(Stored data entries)
·····
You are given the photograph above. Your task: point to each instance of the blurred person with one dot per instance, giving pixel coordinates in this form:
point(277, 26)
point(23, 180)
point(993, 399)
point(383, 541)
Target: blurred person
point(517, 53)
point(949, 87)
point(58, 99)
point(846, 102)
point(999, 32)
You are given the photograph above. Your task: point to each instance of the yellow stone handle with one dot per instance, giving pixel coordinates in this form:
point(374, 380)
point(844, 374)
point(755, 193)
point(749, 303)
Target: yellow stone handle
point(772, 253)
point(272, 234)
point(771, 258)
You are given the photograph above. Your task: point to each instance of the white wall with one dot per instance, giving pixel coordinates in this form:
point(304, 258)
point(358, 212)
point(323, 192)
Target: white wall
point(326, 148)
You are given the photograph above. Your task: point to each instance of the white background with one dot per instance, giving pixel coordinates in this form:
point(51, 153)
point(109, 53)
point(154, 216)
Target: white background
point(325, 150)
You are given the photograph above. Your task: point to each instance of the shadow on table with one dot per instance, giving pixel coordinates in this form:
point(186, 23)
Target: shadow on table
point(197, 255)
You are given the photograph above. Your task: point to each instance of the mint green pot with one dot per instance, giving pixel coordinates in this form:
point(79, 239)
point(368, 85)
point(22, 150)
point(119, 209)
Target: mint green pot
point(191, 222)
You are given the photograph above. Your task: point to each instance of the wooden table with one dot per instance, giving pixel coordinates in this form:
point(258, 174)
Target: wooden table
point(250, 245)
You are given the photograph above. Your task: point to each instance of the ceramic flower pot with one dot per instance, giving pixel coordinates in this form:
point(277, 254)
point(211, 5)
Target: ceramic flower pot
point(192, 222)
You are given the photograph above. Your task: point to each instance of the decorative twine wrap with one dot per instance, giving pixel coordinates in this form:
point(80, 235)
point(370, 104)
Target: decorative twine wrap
·····
> _EXERCISE DIRECTIONS_
Word for word, write out every entry shown above.

> _THE ANSWER_
You are given the photograph above. Your task: point to each instance of the blurred person with one dot per instance, giving pixel coordinates in this form:
point(277, 26)
point(23, 180)
point(993, 399)
point(383, 541)
Target: blurred person
point(517, 53)
point(949, 87)
point(58, 99)
point(846, 102)
point(999, 32)
You are given the photograph above. Your task: point to each instance of the yellow stone handle with one dot per instance, giving pixel coordinates in this form:
point(374, 380)
point(844, 374)
point(755, 193)
point(749, 303)
Target: yellow stone handle
point(772, 253)
point(272, 234)
point(771, 258)
You are given the photograph above. Your task: point to each instance of the white wall with one dot per instance, giving pixel coordinates in this form:
point(304, 258)
point(358, 212)
point(323, 192)
Target: white wall
point(326, 148)
You are given the photograph above. Your task: point to each instance of the white background with one dot per instance, giving pixel coordinates in this form:
point(51, 153)
point(109, 53)
point(154, 216)
Target: white background
point(325, 150)
You are given the photograph above. Your task: point to each instance of the shadow on table with one dot per instance, giving pixel coordinates in this form:
point(186, 23)
Target: shadow on table
point(197, 255)
You are given the photograph above. Your task: point to each instance of the mint green pot with one dot per instance, giving pixel coordinates in this form:
point(79, 239)
point(368, 85)
point(22, 150)
point(119, 209)
Target: mint green pot
point(191, 222)
You are given the photograph above. Your task: point to each instance of the wooden table with one dot per instance, giving pixel coordinates in this form:
point(258, 174)
Target: wooden table
point(250, 245)
You are given the photograph above. Your task: point to each instance of the ceramic flower pot with one dot per instance, giving pixel coordinates in this form:
point(277, 254)
point(211, 5)
Target: ceramic flower pot
point(192, 222)
You are given the photograph above. Your task: point to each instance of the decorative twine wrap with one dot per instance, giving pixel coordinates in this form:
point(80, 235)
point(370, 104)
Target: decorative twine wrap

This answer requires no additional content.